### BRIEF 1
Rewrite the entries from their first line through the line containing "(1257, 520)", keeping the requests, and increase every point coordinate in the answers by 79.

### PAGE EXCERPT

This update is based on news reported from St Vincent and The Grenadines and Barbados up to 14 April 2021 (edited 16.04.2021).
A new crater and vent were observed by satellites on 12 April 2021. Both lava domes have been destroyed.
The North East of the island has been devastated; the agricultural area has been described by the Deputy Prime Minister of St Vincent & the Grenadines, Montgomery Daniel, as non-existent; trees and farms have been destroyed – only tree stumps are standing. He likens the damage to that caused by Hurricane Thomas. The crops lost include bananas, breadfruit, coconuts, mangos, soursop, plantains, arrowroot, dasheen and ginger and yams. The island’s economy is heavily dependent on the export of bananas and tourism.

### RECORD LIST
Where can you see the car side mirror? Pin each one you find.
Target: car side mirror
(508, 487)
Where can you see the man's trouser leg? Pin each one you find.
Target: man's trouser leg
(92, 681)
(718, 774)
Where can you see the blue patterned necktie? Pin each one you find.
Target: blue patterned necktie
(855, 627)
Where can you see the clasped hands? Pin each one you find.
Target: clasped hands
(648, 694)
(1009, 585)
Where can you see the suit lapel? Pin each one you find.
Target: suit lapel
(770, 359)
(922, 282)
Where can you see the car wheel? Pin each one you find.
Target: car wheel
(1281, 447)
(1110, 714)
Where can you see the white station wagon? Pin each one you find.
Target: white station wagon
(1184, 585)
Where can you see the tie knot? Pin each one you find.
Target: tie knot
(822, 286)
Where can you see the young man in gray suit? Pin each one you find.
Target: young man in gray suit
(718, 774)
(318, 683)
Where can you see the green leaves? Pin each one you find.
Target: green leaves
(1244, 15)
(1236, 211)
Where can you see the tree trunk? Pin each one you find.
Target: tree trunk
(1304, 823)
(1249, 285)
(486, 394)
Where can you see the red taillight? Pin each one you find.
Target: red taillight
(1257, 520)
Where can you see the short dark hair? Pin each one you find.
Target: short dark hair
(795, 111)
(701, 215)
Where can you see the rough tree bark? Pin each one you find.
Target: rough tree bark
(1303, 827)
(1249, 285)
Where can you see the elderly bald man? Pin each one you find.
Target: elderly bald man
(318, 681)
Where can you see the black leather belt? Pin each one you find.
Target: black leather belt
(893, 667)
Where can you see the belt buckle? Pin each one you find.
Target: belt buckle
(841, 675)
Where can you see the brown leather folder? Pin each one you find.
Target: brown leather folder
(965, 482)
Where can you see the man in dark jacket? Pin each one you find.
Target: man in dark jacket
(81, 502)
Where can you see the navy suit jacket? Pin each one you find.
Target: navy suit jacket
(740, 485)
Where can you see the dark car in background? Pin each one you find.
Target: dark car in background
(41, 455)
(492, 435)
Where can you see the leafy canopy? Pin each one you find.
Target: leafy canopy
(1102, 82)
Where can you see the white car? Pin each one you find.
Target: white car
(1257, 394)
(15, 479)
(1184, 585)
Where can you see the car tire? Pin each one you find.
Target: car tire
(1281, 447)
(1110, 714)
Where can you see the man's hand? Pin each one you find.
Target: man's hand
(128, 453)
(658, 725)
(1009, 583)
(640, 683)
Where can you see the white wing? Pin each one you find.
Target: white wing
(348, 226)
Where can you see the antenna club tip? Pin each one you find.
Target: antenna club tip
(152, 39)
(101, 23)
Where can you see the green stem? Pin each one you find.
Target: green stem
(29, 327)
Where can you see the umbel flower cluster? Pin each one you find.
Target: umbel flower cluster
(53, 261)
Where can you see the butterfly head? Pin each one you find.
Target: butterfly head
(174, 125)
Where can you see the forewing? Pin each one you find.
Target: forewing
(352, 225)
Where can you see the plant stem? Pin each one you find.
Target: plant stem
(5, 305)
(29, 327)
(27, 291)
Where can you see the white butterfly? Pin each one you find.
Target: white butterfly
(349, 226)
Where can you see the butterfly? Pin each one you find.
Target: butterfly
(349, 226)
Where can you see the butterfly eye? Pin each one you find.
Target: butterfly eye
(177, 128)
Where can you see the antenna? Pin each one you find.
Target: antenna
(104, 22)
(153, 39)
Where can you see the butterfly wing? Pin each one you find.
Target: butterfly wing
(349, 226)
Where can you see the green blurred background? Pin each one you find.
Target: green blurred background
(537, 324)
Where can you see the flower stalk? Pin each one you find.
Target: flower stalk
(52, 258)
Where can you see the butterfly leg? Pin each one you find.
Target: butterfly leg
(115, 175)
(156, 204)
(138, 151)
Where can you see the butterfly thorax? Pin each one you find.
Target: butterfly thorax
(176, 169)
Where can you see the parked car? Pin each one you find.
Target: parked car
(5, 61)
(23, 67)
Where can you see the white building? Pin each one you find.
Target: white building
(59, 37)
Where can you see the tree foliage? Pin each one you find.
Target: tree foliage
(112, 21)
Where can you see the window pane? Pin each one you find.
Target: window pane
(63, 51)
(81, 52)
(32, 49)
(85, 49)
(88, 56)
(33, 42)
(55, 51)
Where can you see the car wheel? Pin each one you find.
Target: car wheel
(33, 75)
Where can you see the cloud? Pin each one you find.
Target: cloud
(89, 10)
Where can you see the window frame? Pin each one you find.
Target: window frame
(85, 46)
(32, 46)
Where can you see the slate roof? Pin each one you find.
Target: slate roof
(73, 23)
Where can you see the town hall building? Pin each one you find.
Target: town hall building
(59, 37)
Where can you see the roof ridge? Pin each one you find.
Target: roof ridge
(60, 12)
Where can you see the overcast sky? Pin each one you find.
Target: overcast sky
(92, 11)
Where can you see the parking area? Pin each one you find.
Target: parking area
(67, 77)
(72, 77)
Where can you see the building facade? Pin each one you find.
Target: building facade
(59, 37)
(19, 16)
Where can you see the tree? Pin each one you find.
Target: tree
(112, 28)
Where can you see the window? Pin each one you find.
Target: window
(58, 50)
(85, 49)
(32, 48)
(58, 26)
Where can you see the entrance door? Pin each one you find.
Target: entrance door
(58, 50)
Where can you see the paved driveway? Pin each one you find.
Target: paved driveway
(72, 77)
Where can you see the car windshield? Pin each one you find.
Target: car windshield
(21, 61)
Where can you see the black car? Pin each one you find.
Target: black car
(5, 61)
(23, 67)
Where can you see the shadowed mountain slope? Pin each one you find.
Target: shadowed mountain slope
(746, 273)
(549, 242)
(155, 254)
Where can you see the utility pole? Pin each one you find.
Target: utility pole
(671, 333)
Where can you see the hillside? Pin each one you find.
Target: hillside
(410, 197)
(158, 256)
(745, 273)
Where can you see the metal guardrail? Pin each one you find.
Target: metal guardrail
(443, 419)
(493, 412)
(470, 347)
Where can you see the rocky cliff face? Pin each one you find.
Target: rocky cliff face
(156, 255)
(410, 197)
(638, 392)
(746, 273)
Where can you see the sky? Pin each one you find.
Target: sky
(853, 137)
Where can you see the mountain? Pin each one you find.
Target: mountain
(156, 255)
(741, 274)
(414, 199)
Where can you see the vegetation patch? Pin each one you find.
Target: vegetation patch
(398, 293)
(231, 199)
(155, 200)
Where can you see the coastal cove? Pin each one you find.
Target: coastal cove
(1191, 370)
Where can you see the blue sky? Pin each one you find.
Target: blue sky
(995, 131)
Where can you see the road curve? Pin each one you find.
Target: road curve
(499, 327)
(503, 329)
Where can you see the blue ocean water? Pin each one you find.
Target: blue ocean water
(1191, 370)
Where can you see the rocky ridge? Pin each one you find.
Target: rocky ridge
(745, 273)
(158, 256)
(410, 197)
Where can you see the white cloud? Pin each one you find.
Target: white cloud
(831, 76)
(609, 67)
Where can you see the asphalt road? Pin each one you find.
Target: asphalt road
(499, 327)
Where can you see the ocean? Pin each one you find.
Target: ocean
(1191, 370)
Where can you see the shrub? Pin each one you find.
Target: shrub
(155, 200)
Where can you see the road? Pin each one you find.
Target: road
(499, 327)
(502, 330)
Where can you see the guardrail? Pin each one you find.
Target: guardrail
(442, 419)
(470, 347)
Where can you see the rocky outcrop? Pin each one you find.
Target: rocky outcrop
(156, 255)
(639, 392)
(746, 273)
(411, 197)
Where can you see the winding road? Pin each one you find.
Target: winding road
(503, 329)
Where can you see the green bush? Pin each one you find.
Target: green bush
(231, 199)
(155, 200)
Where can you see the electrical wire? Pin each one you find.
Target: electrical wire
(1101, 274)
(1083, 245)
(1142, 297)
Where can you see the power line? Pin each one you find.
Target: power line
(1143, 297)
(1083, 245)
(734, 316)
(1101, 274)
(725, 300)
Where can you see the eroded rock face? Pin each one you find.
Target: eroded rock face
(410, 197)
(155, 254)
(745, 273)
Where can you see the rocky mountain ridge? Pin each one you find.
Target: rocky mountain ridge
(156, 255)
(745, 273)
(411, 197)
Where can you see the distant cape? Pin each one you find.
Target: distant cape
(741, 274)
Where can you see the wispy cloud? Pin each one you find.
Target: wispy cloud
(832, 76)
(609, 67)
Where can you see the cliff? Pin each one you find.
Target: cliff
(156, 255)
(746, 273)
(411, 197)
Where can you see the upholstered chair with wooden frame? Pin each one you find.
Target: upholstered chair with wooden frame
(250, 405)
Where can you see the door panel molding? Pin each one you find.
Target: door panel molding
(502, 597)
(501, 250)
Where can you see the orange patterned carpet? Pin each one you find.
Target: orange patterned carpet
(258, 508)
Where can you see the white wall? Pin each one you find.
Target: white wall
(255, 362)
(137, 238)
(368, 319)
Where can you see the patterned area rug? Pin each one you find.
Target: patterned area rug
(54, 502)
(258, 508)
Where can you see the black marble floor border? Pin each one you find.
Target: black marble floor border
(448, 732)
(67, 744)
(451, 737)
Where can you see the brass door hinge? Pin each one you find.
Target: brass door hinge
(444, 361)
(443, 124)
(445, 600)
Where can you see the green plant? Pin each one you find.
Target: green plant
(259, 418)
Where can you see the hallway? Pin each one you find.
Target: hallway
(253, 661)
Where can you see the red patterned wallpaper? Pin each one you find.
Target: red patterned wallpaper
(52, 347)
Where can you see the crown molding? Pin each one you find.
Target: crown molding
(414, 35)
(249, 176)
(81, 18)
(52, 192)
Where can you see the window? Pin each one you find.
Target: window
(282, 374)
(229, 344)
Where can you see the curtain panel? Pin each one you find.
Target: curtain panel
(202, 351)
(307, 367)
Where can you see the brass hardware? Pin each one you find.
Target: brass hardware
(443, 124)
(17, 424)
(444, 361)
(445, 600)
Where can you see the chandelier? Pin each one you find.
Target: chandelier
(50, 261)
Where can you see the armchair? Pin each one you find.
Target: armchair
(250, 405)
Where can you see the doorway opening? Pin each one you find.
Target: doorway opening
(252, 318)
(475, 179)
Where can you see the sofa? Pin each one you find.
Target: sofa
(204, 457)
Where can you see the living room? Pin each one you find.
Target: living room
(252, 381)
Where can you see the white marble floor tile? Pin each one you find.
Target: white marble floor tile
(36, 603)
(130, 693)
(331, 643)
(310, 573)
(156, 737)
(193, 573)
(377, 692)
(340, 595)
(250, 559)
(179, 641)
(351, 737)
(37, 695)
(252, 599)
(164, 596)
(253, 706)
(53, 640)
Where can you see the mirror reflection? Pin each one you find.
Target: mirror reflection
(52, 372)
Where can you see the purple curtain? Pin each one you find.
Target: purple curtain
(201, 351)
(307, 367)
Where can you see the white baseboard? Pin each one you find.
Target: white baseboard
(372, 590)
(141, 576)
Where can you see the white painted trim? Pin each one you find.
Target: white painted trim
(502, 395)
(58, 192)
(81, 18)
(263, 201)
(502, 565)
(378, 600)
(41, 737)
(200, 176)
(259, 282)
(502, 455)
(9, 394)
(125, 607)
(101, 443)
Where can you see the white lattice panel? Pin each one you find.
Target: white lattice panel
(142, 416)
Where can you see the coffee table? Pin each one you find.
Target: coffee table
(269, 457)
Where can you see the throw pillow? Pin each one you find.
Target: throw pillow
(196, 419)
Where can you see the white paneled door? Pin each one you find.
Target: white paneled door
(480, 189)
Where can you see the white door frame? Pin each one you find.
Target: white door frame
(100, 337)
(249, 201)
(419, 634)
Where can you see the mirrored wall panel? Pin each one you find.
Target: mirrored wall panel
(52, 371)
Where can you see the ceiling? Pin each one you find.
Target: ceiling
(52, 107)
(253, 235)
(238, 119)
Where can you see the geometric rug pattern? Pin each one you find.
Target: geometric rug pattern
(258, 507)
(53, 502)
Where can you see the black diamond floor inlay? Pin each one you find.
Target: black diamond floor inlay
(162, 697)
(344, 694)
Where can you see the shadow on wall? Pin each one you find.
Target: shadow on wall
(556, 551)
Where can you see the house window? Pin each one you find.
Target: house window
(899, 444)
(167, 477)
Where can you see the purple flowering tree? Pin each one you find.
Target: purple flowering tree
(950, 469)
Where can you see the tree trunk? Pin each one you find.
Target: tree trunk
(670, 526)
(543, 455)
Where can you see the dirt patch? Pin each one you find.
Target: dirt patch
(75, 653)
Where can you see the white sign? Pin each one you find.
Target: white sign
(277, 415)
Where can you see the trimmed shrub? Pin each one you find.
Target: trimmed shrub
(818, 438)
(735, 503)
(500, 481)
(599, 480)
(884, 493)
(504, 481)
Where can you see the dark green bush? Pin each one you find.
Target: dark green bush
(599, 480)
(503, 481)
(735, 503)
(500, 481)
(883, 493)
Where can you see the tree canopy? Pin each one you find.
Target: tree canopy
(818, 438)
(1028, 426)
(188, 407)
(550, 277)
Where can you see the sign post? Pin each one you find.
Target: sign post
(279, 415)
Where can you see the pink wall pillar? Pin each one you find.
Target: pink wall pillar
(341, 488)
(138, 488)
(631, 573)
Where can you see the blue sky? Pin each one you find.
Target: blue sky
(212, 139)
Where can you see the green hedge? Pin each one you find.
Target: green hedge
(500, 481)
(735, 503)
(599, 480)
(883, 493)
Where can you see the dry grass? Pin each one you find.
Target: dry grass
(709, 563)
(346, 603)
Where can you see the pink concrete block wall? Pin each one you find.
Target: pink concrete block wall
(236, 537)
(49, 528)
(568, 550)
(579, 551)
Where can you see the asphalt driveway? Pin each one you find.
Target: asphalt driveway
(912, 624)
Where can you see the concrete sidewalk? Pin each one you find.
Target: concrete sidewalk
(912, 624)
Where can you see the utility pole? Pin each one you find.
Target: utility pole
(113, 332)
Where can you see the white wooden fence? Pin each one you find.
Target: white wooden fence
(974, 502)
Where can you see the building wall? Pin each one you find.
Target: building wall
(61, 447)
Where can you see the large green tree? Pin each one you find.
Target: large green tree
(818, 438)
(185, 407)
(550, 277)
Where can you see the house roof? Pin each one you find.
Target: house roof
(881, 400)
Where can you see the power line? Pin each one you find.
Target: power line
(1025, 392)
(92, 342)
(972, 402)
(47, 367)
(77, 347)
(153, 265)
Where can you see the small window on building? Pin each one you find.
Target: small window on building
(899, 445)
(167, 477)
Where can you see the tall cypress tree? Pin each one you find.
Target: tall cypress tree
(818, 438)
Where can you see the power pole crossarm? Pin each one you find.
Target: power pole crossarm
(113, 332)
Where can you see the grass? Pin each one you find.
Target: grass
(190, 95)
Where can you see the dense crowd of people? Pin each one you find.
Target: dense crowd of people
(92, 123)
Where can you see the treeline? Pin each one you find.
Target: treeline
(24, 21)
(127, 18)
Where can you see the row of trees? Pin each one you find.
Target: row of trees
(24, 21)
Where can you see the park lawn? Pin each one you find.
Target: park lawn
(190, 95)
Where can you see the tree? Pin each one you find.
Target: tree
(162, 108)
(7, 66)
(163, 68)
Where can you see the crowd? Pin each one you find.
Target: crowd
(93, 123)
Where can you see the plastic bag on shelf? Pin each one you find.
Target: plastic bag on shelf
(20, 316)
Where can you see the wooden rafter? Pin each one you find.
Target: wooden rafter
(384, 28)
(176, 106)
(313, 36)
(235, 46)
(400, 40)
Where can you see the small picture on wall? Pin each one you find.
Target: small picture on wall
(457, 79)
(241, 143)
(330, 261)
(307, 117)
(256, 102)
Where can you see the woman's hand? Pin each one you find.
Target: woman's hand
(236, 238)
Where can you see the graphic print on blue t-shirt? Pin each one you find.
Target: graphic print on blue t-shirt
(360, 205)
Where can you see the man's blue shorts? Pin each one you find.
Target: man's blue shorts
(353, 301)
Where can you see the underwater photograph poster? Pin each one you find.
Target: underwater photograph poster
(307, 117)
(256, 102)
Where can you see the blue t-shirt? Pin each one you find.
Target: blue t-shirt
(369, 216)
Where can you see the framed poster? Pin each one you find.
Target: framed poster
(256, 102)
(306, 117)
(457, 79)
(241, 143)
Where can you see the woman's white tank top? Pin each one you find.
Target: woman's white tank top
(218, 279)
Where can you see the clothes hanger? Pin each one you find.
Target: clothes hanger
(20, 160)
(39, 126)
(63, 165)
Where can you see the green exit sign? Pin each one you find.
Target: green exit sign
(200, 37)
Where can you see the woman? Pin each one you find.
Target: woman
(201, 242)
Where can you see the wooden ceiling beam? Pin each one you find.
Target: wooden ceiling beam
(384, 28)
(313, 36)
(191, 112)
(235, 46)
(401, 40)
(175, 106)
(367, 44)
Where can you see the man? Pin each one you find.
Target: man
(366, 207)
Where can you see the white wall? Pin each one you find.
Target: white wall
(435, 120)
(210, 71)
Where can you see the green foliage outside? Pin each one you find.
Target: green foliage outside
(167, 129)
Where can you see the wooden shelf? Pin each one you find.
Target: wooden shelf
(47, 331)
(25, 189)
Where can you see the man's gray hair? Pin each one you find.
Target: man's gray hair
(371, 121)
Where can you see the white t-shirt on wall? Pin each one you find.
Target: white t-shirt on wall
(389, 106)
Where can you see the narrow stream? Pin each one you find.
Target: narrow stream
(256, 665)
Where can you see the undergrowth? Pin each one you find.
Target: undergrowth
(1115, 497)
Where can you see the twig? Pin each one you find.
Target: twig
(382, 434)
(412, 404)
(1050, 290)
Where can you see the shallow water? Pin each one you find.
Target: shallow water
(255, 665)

### BRIEF 2
Transcribe the eruption update from "A new crater" to "bananas and tourism.".

### COMPLETE RESPONSE 1
Where can you see the car side mirror? Pin each one you find.
Target: car side mirror
(587, 566)
Where can you see the man's trouser leg? Pin each one you find.
Target: man's trouser leg
(171, 760)
(797, 853)
Where can you see the blue patterned necktie? Pin each one you find.
Target: blue patterned necktie
(934, 706)
Where can you see the clasped hands? Pin each one you find.
Target: clasped hands
(727, 773)
(1088, 664)
Where can you see the suit lapel? Pin each one you find.
Target: suit lapel
(849, 438)
(1001, 361)
Where can you see the car wheel? Pin each one you find.
Target: car wheel
(1360, 526)
(1189, 793)
Where can you see the white station wagon? Pin each one you find.
Target: white station wagon
(1263, 664)
Where can you see the tie knot? Pin each one you find.
Target: tie knot
(901, 365)
Where can you see the young man in gray suit? Pin each one you find.
Target: young man in gray suit
(797, 853)
(397, 762)
Where can you see the green leaves? Pin each one you find.
Target: green leaves
(1323, 94)
(1315, 290)
Where can you see the tree trunk? Pin each one you find.
Target: tree trunk
(1383, 902)
(1328, 364)
(565, 473)
Where can you see the red taillight? Pin each one you find.
Target: red taillight
(1336, 599)

### COMPLETE RESPONSE 2
A new crater and vent were observed by satellites on 12 April 2021. Both lava domes have been destroyed.
The North East of the island has been devastated; the agricultural area has been described by the Deputy Prime Minister of St Vincent & the Grenadines, Montgomery Daniel, as non-existent; trees and farms have been destroyed – only tree stumps are standing. He likens the damage to that caused by Hurricane Thomas. The crops lost include bananas, breadfruit, coconuts, mangos, soursop, plantains, arrowroot, dasheen and ginger and yams. The island’s economy is heavily dependent on the export of bananas and tourism.